━━━━━ MATERIAL PROVIDED ━━━━━
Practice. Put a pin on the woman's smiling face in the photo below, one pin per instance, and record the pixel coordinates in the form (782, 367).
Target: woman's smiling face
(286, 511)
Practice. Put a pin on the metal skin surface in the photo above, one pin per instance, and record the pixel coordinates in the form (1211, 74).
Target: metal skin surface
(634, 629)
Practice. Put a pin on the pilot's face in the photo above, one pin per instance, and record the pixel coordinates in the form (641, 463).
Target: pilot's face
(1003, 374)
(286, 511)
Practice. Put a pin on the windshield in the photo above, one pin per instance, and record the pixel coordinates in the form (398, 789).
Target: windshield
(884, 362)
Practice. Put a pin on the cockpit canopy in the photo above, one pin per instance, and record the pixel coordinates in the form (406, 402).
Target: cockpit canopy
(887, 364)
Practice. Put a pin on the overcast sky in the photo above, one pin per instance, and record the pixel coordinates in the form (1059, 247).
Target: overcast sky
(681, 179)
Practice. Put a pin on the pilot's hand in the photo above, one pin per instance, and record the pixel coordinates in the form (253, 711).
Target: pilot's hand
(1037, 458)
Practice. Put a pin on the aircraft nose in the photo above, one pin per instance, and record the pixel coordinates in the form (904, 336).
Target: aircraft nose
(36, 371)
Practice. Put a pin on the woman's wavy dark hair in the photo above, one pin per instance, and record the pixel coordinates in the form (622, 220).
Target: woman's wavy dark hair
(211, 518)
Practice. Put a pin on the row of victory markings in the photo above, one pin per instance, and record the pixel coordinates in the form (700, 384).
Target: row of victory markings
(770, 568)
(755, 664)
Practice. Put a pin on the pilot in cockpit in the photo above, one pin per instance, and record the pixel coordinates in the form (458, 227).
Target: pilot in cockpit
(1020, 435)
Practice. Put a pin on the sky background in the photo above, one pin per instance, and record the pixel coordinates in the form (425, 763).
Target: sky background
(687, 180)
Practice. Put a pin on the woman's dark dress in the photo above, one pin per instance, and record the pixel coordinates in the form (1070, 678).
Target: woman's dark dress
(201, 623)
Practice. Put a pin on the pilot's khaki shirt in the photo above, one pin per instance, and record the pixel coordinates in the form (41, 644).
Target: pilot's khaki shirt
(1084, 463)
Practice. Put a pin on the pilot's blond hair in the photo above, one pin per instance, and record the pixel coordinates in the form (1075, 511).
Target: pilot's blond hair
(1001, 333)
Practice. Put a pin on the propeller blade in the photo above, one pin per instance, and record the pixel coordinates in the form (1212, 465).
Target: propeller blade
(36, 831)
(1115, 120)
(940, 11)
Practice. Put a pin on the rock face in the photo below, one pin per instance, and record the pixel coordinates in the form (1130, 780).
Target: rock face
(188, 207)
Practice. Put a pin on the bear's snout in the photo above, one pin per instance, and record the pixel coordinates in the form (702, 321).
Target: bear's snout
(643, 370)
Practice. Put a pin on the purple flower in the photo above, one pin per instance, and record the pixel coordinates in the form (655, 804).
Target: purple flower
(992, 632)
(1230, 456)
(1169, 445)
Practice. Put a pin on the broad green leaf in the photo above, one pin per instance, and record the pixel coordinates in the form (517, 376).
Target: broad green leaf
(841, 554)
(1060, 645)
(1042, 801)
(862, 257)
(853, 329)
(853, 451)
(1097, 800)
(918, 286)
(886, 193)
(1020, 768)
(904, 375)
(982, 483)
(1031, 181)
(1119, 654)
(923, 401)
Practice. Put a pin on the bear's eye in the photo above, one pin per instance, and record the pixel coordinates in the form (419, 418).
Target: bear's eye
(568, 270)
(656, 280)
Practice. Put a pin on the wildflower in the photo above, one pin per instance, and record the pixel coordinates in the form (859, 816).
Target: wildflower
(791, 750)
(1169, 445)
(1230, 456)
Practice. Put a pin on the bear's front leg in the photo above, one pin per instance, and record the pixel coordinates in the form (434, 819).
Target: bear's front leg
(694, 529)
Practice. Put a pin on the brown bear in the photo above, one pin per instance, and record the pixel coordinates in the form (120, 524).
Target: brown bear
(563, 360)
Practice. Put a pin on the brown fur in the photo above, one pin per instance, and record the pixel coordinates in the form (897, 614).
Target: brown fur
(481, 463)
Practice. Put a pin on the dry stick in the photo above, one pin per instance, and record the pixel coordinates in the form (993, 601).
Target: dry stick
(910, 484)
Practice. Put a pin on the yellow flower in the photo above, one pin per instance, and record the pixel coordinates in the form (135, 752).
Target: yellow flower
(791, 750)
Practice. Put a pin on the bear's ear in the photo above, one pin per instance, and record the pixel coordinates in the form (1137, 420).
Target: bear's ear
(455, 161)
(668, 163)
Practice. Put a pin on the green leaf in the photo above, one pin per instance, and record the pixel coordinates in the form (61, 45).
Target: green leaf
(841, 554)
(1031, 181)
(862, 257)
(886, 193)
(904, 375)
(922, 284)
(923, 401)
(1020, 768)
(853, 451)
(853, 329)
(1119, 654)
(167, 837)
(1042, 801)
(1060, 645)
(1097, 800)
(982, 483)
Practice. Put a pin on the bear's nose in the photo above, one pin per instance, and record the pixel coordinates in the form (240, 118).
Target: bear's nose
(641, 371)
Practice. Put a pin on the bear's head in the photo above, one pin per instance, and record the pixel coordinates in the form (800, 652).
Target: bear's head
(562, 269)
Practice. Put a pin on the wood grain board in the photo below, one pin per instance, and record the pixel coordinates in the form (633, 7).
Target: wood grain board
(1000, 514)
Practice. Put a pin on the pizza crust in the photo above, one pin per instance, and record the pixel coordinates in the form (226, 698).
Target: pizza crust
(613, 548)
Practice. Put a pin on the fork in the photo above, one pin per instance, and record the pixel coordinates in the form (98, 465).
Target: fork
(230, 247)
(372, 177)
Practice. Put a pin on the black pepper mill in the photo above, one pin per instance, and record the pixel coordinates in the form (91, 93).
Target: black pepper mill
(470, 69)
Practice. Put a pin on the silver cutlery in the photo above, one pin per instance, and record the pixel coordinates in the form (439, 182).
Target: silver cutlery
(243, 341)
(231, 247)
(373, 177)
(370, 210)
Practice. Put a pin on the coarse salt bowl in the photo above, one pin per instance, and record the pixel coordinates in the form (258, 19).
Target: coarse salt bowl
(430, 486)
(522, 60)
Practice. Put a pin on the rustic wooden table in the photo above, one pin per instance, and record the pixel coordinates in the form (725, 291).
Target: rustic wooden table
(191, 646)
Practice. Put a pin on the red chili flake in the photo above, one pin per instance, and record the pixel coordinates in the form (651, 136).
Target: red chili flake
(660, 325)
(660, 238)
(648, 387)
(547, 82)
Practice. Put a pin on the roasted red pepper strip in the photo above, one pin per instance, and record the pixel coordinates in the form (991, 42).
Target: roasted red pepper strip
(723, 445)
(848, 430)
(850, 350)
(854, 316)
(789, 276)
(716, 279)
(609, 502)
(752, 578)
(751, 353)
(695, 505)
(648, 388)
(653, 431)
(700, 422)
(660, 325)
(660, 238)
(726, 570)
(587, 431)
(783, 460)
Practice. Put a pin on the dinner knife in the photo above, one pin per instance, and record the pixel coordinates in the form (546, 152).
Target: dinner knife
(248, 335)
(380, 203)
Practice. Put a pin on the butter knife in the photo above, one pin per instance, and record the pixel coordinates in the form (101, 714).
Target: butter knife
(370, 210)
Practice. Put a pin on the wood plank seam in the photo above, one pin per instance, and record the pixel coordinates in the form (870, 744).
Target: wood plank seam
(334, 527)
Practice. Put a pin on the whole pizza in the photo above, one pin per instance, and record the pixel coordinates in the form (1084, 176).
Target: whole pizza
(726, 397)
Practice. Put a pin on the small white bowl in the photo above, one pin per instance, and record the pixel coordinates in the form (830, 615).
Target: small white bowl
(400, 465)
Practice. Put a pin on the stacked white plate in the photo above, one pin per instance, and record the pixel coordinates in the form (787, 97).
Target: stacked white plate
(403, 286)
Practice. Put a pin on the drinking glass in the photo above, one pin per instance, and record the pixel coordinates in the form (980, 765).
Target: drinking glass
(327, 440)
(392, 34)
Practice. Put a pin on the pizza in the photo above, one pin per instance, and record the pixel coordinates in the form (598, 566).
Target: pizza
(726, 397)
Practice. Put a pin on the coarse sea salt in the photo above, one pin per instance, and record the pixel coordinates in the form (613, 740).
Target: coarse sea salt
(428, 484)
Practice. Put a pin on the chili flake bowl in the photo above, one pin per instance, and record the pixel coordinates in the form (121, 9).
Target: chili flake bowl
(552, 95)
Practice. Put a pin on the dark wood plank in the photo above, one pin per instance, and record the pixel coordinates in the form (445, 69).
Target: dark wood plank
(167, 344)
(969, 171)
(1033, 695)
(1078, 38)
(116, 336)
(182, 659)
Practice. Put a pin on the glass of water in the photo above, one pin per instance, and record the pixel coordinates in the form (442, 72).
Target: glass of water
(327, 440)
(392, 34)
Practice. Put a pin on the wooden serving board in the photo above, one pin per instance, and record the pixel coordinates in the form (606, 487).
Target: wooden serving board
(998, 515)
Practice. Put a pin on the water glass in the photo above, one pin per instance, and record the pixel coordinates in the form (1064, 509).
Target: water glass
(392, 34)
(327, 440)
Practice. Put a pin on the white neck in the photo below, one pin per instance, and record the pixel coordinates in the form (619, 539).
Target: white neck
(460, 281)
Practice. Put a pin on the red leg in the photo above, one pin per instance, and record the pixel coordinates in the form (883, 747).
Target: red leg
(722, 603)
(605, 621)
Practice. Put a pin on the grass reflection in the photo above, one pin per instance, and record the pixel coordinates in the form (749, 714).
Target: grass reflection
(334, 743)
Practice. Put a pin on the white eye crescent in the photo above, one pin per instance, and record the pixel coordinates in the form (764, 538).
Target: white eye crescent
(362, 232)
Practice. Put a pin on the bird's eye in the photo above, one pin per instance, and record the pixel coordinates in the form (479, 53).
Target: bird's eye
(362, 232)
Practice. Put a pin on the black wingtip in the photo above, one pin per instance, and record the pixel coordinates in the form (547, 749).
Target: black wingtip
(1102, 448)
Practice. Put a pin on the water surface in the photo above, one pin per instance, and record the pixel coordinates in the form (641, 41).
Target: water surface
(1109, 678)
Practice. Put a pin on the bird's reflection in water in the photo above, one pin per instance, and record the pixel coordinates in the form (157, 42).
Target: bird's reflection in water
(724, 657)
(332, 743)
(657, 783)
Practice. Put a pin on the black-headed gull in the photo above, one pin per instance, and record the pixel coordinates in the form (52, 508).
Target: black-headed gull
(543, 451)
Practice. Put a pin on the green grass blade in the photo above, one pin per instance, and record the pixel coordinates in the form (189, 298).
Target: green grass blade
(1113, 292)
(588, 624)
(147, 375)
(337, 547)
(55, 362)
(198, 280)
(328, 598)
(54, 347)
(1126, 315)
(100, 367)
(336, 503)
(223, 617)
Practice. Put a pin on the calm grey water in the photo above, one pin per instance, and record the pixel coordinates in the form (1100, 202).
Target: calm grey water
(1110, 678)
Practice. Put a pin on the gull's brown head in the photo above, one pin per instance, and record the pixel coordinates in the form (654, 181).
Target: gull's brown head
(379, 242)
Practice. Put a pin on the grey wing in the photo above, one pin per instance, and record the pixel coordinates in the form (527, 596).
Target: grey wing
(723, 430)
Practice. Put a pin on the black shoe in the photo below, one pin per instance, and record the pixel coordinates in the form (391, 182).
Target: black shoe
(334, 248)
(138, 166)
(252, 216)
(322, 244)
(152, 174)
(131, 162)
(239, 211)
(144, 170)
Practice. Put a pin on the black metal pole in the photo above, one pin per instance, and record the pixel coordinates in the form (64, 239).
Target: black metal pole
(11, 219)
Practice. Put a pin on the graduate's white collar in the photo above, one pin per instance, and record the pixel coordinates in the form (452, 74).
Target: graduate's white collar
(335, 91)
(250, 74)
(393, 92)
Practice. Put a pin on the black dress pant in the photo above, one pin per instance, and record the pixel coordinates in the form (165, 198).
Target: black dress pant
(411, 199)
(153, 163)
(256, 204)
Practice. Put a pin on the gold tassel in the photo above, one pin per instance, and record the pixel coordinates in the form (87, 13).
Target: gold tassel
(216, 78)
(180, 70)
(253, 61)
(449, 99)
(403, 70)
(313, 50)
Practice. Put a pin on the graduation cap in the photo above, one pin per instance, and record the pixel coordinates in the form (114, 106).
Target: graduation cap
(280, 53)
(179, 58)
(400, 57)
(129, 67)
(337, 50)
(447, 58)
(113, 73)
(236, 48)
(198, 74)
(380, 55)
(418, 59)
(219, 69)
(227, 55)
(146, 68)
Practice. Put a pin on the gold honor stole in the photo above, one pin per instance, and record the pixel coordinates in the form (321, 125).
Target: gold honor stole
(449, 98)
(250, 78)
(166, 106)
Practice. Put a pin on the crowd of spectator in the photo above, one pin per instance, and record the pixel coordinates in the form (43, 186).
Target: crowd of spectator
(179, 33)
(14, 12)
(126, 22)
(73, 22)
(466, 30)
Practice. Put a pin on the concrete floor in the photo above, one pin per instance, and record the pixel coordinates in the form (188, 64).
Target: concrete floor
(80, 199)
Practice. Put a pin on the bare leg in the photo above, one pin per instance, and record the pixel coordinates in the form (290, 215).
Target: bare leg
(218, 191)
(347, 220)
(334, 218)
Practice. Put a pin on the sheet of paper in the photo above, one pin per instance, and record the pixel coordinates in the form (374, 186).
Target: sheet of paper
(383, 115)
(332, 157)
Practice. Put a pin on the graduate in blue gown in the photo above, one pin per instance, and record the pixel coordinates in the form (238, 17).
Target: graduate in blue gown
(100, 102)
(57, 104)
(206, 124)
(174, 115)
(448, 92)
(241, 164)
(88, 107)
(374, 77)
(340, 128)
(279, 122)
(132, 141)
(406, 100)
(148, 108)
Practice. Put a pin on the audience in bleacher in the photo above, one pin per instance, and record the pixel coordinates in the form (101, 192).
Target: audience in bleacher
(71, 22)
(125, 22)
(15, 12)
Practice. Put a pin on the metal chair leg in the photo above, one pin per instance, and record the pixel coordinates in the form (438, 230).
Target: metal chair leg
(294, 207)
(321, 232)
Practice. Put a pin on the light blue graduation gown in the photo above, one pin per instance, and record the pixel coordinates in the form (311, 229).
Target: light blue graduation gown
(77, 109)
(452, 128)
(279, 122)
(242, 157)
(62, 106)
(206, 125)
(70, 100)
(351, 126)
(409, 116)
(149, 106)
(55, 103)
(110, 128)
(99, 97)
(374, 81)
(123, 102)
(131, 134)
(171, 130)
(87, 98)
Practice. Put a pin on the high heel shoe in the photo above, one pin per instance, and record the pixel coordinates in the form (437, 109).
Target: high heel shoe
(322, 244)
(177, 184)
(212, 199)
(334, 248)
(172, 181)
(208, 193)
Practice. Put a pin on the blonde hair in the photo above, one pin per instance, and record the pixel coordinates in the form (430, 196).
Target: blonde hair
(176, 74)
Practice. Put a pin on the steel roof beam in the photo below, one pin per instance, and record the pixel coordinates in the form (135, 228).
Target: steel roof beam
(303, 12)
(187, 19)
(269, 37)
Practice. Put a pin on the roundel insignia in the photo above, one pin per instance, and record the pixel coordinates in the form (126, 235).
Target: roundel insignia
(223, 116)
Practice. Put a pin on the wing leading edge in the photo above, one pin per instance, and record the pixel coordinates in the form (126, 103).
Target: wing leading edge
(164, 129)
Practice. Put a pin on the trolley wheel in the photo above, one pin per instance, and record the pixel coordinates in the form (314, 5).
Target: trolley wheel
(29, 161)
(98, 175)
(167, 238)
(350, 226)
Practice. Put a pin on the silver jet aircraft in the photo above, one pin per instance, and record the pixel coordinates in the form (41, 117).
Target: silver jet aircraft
━━━━━
■ **TASK PROMPT**
Take the line above containing "Target: black dress pant", the line containing "Practice. Put a pin on the graduation", and all lines in between, and copy them exactly without anything else.

■ **SOLUTION FOR THIS TASK**
Target: black dress pant
(411, 199)
(153, 163)
(256, 204)
Practice. Put a pin on the gold tassel in the photo above, one pin per instance, and record the pixel coordinates in the form (87, 13).
Target: gold tassel
(216, 78)
(180, 70)
(253, 61)
(449, 99)
(403, 70)
(313, 50)
Practice. Put a pin on the graduation cap in the photo above, one pin per instance, and record the pixel coordinates in the form (114, 106).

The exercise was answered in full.